## Work to complete
Reproduce the material from the line holding "Spot the grass" through the end of the material, with both ends included.

Start of Exercise input

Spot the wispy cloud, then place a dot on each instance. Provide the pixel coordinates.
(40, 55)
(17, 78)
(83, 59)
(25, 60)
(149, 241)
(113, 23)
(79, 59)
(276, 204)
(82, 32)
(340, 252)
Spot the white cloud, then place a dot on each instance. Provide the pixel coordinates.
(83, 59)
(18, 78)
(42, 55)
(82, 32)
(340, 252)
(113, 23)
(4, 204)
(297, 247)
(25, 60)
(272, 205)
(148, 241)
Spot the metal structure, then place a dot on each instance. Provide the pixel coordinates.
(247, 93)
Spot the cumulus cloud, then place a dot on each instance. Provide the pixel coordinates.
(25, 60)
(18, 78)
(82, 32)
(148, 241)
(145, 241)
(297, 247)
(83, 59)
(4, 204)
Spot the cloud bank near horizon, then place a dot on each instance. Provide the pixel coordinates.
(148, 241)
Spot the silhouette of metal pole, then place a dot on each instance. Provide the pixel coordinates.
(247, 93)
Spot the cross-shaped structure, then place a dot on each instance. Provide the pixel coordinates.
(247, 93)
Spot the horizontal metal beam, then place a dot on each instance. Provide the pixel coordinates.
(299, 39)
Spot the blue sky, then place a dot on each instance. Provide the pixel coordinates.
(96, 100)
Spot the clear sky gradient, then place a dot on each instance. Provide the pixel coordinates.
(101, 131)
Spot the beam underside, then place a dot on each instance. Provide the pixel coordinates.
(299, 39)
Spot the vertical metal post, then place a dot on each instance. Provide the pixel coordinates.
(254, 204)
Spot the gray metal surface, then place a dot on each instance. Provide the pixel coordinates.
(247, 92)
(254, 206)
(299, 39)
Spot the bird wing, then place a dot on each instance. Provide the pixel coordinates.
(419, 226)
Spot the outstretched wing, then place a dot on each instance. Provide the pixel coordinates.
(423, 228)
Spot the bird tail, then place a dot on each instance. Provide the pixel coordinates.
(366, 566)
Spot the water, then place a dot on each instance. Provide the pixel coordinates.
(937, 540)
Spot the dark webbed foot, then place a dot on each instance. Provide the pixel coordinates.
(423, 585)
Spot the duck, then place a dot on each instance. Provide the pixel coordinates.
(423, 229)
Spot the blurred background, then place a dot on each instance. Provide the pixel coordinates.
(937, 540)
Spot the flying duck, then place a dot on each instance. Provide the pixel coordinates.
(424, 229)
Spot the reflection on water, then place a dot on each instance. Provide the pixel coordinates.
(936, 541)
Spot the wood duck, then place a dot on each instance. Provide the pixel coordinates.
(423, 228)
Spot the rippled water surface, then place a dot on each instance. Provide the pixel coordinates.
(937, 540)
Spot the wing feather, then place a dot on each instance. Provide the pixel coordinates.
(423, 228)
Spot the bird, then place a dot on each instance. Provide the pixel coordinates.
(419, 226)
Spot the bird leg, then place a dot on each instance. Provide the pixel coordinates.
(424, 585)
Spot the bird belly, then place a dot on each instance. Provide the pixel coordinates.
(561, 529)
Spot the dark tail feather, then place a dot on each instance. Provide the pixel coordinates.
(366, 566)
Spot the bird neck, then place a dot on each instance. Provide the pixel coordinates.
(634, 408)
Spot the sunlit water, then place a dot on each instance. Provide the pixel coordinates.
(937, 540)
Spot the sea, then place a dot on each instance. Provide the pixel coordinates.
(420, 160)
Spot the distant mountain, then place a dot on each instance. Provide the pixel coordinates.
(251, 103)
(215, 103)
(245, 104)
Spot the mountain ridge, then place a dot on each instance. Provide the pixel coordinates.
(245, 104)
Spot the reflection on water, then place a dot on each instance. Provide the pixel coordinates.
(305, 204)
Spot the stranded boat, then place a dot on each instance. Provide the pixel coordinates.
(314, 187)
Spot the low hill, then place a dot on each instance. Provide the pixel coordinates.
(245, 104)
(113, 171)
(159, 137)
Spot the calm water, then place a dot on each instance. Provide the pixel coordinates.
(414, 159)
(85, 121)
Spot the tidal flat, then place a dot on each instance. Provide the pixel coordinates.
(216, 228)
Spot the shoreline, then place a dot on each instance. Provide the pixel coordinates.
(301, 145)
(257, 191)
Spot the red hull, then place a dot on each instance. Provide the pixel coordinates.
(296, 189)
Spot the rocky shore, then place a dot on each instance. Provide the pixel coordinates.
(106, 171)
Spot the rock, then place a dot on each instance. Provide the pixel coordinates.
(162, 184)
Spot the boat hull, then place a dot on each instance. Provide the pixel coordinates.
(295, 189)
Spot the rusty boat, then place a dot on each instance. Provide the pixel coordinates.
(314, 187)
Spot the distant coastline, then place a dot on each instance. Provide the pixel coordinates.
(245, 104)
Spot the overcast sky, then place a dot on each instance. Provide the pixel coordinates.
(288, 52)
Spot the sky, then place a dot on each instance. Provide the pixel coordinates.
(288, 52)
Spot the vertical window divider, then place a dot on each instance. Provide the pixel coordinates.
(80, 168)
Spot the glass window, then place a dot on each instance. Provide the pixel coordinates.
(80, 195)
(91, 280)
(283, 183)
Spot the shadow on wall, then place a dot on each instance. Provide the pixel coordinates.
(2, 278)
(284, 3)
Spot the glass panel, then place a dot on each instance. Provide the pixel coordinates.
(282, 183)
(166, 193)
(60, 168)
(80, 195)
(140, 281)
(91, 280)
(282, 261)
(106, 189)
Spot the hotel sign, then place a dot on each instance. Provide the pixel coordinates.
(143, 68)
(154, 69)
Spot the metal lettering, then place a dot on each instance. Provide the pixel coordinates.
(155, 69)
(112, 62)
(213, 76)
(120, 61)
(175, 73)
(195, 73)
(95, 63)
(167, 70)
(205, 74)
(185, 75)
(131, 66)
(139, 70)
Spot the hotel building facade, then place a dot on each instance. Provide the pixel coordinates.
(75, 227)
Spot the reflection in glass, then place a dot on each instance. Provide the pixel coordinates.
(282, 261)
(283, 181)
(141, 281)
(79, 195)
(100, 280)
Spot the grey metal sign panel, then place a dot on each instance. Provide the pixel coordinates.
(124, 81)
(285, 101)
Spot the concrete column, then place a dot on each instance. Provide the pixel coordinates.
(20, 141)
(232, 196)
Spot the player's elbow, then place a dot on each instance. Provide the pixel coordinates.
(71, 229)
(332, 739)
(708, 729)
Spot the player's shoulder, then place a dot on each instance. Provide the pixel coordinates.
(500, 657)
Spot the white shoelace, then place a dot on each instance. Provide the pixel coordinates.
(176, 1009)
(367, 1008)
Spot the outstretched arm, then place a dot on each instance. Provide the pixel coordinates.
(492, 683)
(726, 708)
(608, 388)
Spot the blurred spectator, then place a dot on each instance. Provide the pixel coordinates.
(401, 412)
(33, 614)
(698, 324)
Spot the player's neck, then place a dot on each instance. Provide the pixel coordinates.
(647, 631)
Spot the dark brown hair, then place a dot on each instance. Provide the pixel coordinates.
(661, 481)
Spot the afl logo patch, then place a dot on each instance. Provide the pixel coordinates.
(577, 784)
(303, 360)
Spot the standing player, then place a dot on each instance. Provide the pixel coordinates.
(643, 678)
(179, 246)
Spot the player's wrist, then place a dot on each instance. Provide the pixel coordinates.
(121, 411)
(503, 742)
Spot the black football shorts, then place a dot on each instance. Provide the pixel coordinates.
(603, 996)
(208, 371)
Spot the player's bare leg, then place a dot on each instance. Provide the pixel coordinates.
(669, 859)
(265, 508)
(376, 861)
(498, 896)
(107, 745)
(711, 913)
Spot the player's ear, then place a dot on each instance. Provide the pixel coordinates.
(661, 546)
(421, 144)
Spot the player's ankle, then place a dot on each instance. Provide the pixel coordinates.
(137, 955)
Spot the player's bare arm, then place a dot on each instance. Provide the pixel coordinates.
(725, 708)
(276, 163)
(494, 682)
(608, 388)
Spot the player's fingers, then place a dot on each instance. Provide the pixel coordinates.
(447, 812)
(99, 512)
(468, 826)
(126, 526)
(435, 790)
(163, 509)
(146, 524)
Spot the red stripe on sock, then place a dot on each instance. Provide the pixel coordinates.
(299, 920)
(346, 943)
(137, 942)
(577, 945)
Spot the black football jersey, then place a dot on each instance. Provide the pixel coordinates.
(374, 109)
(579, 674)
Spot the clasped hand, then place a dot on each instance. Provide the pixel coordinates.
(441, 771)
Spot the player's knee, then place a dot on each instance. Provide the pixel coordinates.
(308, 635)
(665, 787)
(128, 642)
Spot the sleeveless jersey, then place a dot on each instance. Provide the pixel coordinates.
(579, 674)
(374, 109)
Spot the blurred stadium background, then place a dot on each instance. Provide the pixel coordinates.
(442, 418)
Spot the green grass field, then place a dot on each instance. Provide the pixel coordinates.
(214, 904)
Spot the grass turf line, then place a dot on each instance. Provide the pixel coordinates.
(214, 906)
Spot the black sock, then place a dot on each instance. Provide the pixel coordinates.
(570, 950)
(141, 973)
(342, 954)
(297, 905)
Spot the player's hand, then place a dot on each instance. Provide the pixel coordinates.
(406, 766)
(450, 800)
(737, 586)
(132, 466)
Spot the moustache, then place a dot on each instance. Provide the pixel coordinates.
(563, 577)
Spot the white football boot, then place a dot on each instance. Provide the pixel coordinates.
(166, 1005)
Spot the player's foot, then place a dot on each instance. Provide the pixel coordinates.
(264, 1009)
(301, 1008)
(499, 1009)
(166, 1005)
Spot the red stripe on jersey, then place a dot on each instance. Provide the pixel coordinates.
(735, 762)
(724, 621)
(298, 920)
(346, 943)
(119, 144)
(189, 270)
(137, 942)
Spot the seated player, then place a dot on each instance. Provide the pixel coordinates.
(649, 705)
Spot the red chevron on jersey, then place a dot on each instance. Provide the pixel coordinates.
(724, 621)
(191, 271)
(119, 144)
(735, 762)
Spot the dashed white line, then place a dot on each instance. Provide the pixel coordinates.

End of Exercise input

## Written solution
Spot the grass turf line, then place a dot on each instance. Provide the pixel coordinates.
(214, 906)
Spot the black sock, then place a dot on each instance. Provide the pixel coordinates.
(570, 950)
(141, 973)
(342, 954)
(297, 905)
Spot the player's hand, then place a dot on each instance. Provide the pixel coordinates.
(406, 766)
(450, 800)
(737, 586)
(132, 466)
Spot the moustache, then place a dot on each instance. Provide the pixel coordinates.
(563, 577)
Spot the white football boot, then place a dot on each instance. Provide the pixel coordinates.
(166, 1005)
Spot the player's foot, then place a dot on each instance. Provide the pixel coordinates.
(264, 1009)
(301, 1008)
(499, 1009)
(166, 1005)
Spot the red stripe on jersey, then place a dot on each instance. Provide the pixel coordinates.
(735, 762)
(724, 621)
(298, 920)
(346, 943)
(119, 144)
(189, 270)
(137, 942)
Spot the seated player, then place a dot on each instance. Provide the pixel coordinates.
(649, 705)
Spot the red chevron on jersey, then place a dot on each instance. Provide the pixel coordinates.
(724, 621)
(191, 271)
(119, 144)
(735, 762)
Spot the dashed white line, then place a dot on each instance. Provide the pixel coordinates.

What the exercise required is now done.